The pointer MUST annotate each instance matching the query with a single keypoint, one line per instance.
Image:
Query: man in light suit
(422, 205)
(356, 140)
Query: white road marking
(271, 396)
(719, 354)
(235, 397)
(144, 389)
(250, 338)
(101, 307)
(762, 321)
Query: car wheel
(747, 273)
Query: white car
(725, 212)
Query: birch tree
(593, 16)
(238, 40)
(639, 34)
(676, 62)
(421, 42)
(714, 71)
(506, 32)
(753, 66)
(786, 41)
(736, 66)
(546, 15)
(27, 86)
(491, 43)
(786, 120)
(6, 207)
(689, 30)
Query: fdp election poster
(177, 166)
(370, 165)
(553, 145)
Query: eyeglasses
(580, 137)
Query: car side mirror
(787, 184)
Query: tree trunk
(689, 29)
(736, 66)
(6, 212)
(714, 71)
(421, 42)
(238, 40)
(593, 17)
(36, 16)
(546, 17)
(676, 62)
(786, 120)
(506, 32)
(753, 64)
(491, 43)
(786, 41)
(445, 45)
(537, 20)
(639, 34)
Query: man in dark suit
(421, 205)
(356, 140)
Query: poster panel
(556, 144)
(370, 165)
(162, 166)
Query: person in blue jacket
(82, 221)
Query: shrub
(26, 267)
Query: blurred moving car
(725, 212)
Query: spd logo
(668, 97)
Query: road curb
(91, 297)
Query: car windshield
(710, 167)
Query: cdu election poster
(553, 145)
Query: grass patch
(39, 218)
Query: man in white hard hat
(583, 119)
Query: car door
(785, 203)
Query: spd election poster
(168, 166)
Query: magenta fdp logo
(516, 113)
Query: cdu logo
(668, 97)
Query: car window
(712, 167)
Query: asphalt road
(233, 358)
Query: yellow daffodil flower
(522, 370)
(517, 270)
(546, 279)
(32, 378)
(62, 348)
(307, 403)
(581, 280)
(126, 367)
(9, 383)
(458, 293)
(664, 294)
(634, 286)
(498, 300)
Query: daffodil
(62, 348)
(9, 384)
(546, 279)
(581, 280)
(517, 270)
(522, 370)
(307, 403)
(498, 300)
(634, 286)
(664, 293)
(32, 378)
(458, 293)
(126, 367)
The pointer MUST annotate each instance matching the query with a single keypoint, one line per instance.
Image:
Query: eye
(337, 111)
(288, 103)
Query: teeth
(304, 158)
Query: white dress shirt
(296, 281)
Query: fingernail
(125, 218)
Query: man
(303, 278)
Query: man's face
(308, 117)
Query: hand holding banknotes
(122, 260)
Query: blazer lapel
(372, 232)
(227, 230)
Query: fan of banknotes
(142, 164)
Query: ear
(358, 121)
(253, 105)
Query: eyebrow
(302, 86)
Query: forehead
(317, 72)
§ §
:: Required work ::
Starting from the line containing "Query: cdu logo" and ending with the final line of the data, reproduce each line exactly as it appears, including no other lines.

:: Finished exercise ::
Query: cdu logo
(668, 97)
Query: car window
(712, 167)
Query: asphalt road
(233, 358)
Query: yellow daffodil flower
(522, 370)
(517, 270)
(546, 279)
(32, 378)
(62, 348)
(307, 403)
(581, 280)
(126, 367)
(9, 383)
(458, 293)
(664, 294)
(634, 286)
(498, 300)
Query: daffodil
(62, 348)
(9, 384)
(546, 279)
(581, 280)
(517, 270)
(522, 370)
(307, 403)
(498, 300)
(634, 286)
(664, 293)
(32, 378)
(458, 293)
(126, 367)
The pointer MUST annotate each instance matching the query with a single keypoint, one line per instance.
Image:
Query: eye
(337, 111)
(288, 103)
Query: teeth
(304, 158)
Query: white dress shirt
(296, 281)
Query: fingernail
(125, 218)
Query: man
(303, 278)
Query: man's face
(308, 117)
Query: hand holding banknotes
(122, 260)
Query: blazer lapel
(372, 232)
(227, 230)
Query: fan of banknotes
(142, 164)
Query: ear
(358, 121)
(253, 105)
Query: eyebrow
(302, 86)
Query: forehead
(317, 72)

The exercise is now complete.